The entries need to be copied exactly.

### TASK MATERIAL
= = = = = = =

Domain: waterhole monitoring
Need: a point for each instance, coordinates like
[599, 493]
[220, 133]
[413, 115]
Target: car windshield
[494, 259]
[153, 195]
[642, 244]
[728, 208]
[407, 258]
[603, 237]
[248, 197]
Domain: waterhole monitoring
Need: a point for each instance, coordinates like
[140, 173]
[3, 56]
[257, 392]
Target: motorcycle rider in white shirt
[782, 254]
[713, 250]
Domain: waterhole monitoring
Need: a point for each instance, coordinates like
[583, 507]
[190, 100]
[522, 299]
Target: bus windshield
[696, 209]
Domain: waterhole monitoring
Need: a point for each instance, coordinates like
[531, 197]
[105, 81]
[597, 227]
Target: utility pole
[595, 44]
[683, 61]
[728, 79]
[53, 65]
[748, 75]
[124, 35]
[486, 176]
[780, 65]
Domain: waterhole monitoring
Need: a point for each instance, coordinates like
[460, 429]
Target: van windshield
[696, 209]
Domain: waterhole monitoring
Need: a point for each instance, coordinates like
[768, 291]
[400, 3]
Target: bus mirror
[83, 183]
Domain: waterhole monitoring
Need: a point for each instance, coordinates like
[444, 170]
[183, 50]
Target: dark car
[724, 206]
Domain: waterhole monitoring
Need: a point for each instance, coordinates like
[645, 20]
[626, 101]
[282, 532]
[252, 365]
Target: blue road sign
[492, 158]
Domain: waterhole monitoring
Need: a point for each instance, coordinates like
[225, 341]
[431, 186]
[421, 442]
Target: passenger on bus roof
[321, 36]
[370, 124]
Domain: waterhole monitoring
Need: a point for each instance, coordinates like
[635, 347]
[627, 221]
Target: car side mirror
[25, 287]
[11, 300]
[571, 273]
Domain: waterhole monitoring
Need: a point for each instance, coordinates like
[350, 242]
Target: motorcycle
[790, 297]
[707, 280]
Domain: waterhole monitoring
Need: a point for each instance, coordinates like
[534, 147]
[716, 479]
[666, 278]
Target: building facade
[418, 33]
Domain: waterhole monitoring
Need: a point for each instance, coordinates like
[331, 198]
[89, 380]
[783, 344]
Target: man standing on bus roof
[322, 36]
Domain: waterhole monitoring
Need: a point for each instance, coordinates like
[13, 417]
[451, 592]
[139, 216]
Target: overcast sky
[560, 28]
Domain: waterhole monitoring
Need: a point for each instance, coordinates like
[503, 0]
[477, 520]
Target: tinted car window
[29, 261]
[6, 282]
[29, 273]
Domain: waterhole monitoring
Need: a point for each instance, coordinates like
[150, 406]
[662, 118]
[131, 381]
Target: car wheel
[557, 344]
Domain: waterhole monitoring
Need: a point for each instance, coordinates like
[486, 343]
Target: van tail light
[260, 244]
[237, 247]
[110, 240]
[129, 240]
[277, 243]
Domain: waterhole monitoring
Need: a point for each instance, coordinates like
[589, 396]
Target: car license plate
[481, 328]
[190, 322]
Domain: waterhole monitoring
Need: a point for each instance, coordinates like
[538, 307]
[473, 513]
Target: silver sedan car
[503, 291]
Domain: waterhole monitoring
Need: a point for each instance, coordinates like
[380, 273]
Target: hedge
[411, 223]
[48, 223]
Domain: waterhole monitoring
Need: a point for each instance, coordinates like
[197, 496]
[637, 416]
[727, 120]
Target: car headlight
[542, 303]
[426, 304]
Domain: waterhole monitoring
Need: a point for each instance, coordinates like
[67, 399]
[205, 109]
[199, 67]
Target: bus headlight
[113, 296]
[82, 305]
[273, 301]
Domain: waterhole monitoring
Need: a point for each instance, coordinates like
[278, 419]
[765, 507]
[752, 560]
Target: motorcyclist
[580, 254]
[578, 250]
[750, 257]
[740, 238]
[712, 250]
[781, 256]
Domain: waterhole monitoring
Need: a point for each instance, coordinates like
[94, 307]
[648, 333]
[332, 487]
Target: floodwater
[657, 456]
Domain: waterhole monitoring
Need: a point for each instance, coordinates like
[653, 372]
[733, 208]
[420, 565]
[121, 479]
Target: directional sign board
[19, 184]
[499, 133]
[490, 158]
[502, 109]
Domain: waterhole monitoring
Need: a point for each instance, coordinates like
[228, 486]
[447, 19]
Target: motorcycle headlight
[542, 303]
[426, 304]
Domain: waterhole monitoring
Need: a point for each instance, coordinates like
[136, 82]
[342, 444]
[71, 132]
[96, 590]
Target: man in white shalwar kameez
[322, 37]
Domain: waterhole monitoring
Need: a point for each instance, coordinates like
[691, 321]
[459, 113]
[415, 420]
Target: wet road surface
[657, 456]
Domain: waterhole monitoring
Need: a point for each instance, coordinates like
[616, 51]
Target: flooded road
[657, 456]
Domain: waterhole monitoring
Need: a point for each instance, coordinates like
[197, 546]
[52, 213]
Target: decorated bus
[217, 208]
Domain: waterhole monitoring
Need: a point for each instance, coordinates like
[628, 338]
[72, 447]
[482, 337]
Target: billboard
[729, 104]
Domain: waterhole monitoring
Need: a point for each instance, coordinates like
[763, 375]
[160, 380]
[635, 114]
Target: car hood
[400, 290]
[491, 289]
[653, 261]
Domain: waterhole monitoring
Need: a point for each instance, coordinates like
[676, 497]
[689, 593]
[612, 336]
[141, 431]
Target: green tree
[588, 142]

= = = = = = =

### EXERCISE RESULT
Domain: waterhole monitoring
Need: a point for each instance, coordinates like
[599, 493]
[220, 133]
[413, 115]
Target: car windshield
[494, 259]
[153, 195]
[642, 244]
[728, 208]
[407, 258]
[603, 237]
[248, 197]
Domain: waterhole monitoring
Need: a point for each instance, coordinates like
[140, 173]
[3, 56]
[257, 392]
Target: motorcycle rider in white shirt
[782, 254]
[713, 250]
Domain: waterhole monitoring
Need: a point for each instance, coordinates like
[583, 507]
[190, 100]
[522, 299]
Target: bus windshield
[696, 209]
Domain: waterhole monitoring
Need: a point for each instance, coordinates like
[531, 197]
[105, 81]
[597, 227]
Target: utility pole
[595, 44]
[683, 61]
[728, 79]
[53, 65]
[748, 75]
[124, 35]
[486, 176]
[780, 65]
Domain: waterhole monitoring
Need: a point for each instance, coordinates like
[460, 429]
Target: van windshield
[696, 209]
Domain: waterhole monitoring
Need: a point for each instance, coordinates like
[768, 291]
[400, 3]
Target: bus mirror
[83, 183]
Domain: waterhole monitoring
Need: a point for each instance, coordinates like
[444, 170]
[183, 50]
Target: dark car
[724, 206]
Domain: waterhole monitoring
Need: a point for each instance, coordinates like
[645, 20]
[626, 101]
[282, 532]
[252, 365]
Target: blue road sign
[492, 158]
Domain: waterhole monitoring
Need: a point for each instance, coordinates like
[225, 341]
[431, 186]
[421, 442]
Target: passenger on bus roof
[321, 36]
[370, 124]
Domain: waterhole monitoring
Need: a point for each instance, coordinates like
[635, 347]
[627, 221]
Target: car side mirror
[25, 287]
[11, 300]
[571, 273]
Domain: waterhole monitoring
Need: a point for each instance, coordinates like
[350, 242]
Target: motorcycle
[790, 297]
[707, 280]
Domain: waterhole monitoring
Need: a point for each instance, coordinates like
[534, 147]
[716, 479]
[666, 278]
Target: building facade
[418, 33]
Domain: waterhole monitoring
Need: a point for each instance, coordinates like
[331, 198]
[89, 380]
[783, 344]
Target: man standing on bus roof
[322, 36]
Domain: waterhole monitoring
Need: a point for each instance, coordinates like
[13, 417]
[451, 592]
[139, 216]
Target: overcast sky
[560, 28]
Domain: waterhole monitoring
Need: a point for each instance, coordinates like
[503, 0]
[477, 520]
Target: tinted car window
[29, 261]
[6, 282]
[29, 273]
Domain: waterhole monitoring
Need: a point for each instance, coordinates like
[150, 406]
[662, 118]
[131, 381]
Target: car wheel
[557, 344]
Domain: waterhole monitoring
Need: a point for each instance, coordinates like
[486, 343]
Target: van tail light
[260, 244]
[237, 247]
[110, 240]
[129, 240]
[277, 243]
Domain: waterhole monitoring
Need: a point for each instance, coordinates like
[589, 396]
Target: car license plate
[481, 328]
[190, 322]
Domain: waterhole monitoring
Need: a point for each instance, coordinates like
[538, 307]
[473, 513]
Target: silver sedan car
[503, 291]
Domain: waterhole monitoring
Need: a point for each instance, coordinates like
[380, 273]
Target: hedge
[411, 223]
[48, 223]
Domain: waterhole monitoring
Need: a point for each instance, coordinates like
[197, 496]
[637, 416]
[727, 120]
Target: car headlight
[542, 303]
[426, 304]
Domain: waterhole monitoring
Need: a point for each instance, coordinates like
[67, 399]
[205, 109]
[199, 67]
Target: bus headlight
[113, 296]
[82, 305]
[273, 301]
Domain: waterhole monitoring
Need: a point for each instance, coordinates like
[278, 419]
[765, 507]
[752, 560]
Target: motorcyclist
[580, 254]
[578, 250]
[750, 257]
[740, 238]
[712, 250]
[781, 256]
Domain: waterhole monitoring
Need: a point for each instance, coordinates like
[94, 307]
[648, 333]
[332, 487]
Target: floodwater
[657, 456]
Domain: waterhole monitoring
Need: a point for each instance, coordinates like
[653, 372]
[733, 208]
[420, 565]
[121, 479]
Target: directional sign board
[19, 184]
[499, 133]
[490, 158]
[502, 109]
Domain: waterhole monitoring
Need: a point for each instance, coordinates like
[228, 486]
[447, 19]
Target: motorcycle headlight
[542, 303]
[426, 304]
Domain: waterhole monitoring
Need: a point for each instance, coordinates like
[136, 82]
[342, 444]
[71, 132]
[96, 590]
Target: man in white shalwar kameez
[322, 37]
Domain: waterhole monitoring
Need: a point for each instance, coordinates like
[691, 321]
[459, 113]
[415, 420]
Target: wet road surface
[657, 456]
Domain: waterhole monitoring
Need: a point for each instance, coordinates like
[616, 51]
Target: flooded road
[657, 456]
Domain: waterhole monitoring
Need: a point for each instance, coordinates like
[197, 546]
[52, 213]
Target: decorated bus
[217, 208]
Domain: waterhole monitoring
Need: a point for each instance, coordinates like
[628, 338]
[72, 447]
[482, 337]
Target: billboard
[729, 104]
Domain: waterhole monitoring
Need: a point for each instance, coordinates like
[763, 375]
[160, 380]
[635, 114]
Target: car hood
[400, 290]
[491, 289]
[653, 261]
Domain: waterhole monitoring
Need: a point for each instance, coordinates like
[676, 497]
[689, 593]
[612, 336]
[141, 431]
Target: green tree
[588, 142]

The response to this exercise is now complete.